Tasks and exercises:
(1) Reproduce the portion of the bardic music passage between "Starting a bardic" and "his daily limit.", inclusive.
(2) In the bardic music passage, what chance does a deaf bard have to fail when attempting to use bardic music?
(3) According to the bardic music passage, what things can a bard not do even while using bardic music that doesn't require concentration? List every one.

Source excerpt:
::::

Starting a bardic music effect is a standard action. Some bardic music abilities require concentration, which means the bard must take a standard action each round to maintain the ability. Even while using bardic music that doesn’t require concentration, a bard cannot cast spells, activate magic items by spell completion (such as scrolls), or activate magic items by magic word (such as wands). Just as for casting a spell with a verbal component, a deaf bard has a 20% chance to fail when attempting to use bardic music. If he fails, the attempt still counts against his daily limit.
Countersong (Su): A bard with 3 or more ranks in a Perform skill can use his music or poetics to counter magical effects that depend on sound (but not spells that simply have verbal components). Each round of the countersong, he makes a Perform check. Any creature within 30 feet of the bard (including the bard himself ) that is affected by a sonic or language-dependent magical attack may use the bard’s Perform check result in place of its saving throw if, after the saving throw is rolled, the Perform check result proves to be higher. If a creature within range of the countersong is already under the effect of a noninstantaneous sonic or language-dependent magical attack, it gains another saving throw against the effect each round it hears the countersong, but it must use the bard’s Perform check result for the save. Countersong has no effect against effects that don’t allow saves. The bard may keep up the countersong for 10 rounds.
Fascinate (Sp): A bard with 3 or more ranks in a Perform skill can use his music or poetics to cause one or more creatures to become fascinated with him. Each creature to be fascinated must be within 90 feet, able to see and hear the bard, and able to pay attention to him. The bard must also be able to see the creature. The distraction of a nearby combat or other dangers prevents the ability from working. For every three levels a bard attains beyond 1st, he can target one additional creature with a single use of this ability.
To use the ability, a bard makes a Perform check. His check result is the DC for each affected creature’s Will save against the effect. If a creature’s saving throw succeeds, the bard cannot attempt to fascinate that creature again for 24 hours. If its saving throw fails, the creature sits quietly and listens to the song, taking no other actions, for as long as the bard continues to play and concentrate (up to a maximum of 1 round per bard level). While fascinated, a target takes a –4 penalty on skill checks made as reactions, such as Listen and Spot checks. Any potential threat requires the bard to make another Perform check and allows the creature a new saving throw against a DC equal to the new Perform check result.

::::

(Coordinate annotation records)
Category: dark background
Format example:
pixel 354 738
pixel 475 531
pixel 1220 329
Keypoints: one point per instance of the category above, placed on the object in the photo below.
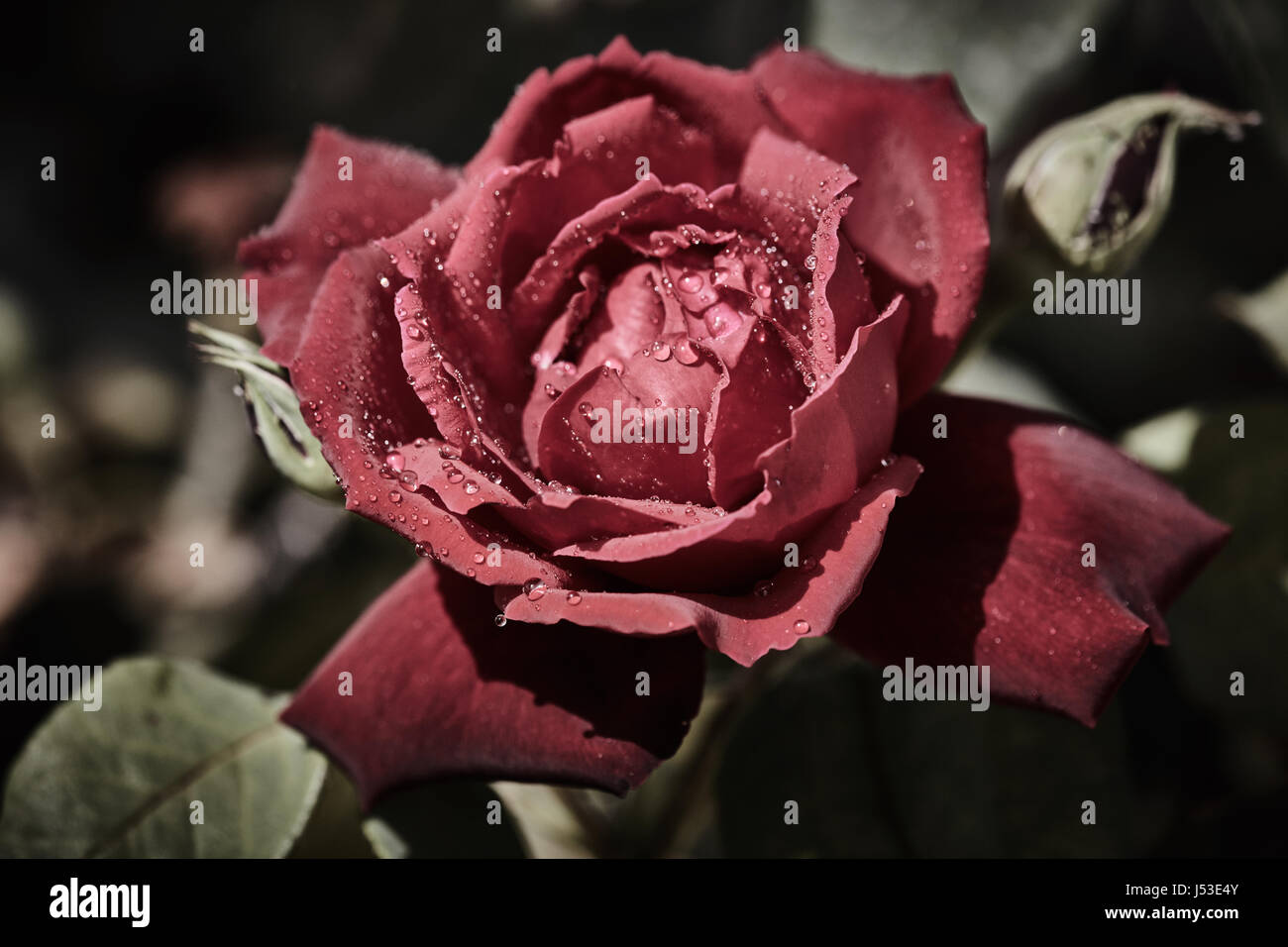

::::

Response list:
(1)
Starting a bardic music effect is a standard action. Some bardic music abilities require concentration, which means the bard must take a standard action each round to maintain the ability. Even while using bardic music that doesn’t require concentration, a bard cannot cast spells, activate magic items by spell completion (such as scrolls), or activate magic items by magic word (such as wands). Just as for casting a spell with a verbal component, a deaf bard has a 20% chance to fail when attempting to use bardic music. If he fails, the attempt still counts against his daily limit.

(2) A 20% chance.

(3)
- Cast spells
- Activate magic items by spell completion (such as scrolls)
- Activate magic items by magic word (such as wands)